Given passage:
★ ★ ★
What should we remember this Remembrance Day?

What should we remember this Remembrance Day?

Although the day is often heavy in symbolism, the reality of providing support for 40,000 Canadian veterans recently returned from serving in Afghanistan only reiterates why Canada needs to be doing a better job for veterans.

What the war at home looks like 

Canada’s Afghanistan deployment was the largest since the Second World War. They join thousands of veterans who served in WW2, Korea plus numerous United Nations peacekeeping missions.

The transition back to civilian life is often challenging. The private sector doesn’t always recognize skills unique to veterans, while the visible and invisible wounds of war can present other challenges to finding meaningful employment.

Over one in ten veterans reported seeking treatment for mental health conditions, according to a 2014 Auditor General’s report.

While 158 Canadian soldiers lost their lives in Afghanistan, a new report on suicides in the Canadian Armed Forces reveals an additional 54 lost their lives after returning home. As many as four in five reported multiple personal life stressors prior to their deaths.

New Defence Minister Harjit Singh said that although “the CAF has done much to address the barriers to care, including stigma, and provides excellent health care and support to its men and women in uniform,” he’s “concerned” by the findings of the report.

Is Canada doing enough to support veterans?

It’s now widely agreed that the Canadian government failed to adequately anticipate or prepare for the long term consequences of the Afghan mission after its completion.
★ ★ ★
Contour labeling records:
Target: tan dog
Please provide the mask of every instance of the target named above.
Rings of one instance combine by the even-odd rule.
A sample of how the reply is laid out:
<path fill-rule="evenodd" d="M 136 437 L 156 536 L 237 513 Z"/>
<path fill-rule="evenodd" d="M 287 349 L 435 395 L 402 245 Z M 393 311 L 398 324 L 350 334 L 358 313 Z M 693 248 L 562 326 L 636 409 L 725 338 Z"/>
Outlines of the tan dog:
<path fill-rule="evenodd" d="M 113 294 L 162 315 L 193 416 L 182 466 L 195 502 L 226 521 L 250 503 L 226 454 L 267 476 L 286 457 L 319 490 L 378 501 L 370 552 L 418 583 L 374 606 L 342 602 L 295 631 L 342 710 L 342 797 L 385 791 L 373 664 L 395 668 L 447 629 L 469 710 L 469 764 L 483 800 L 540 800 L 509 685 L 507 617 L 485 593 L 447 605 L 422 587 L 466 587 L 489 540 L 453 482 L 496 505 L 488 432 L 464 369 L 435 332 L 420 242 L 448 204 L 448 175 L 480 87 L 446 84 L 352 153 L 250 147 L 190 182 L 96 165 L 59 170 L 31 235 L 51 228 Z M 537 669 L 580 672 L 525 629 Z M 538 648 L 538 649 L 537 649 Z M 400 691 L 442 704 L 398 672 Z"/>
★ ★ ★
Task instructions:
According to the passage on Remembrance Day and Canadian veterans, how many Canadian soldiers lost their lives in Afghanistan?

Task answer:
158 Canadian soldiers.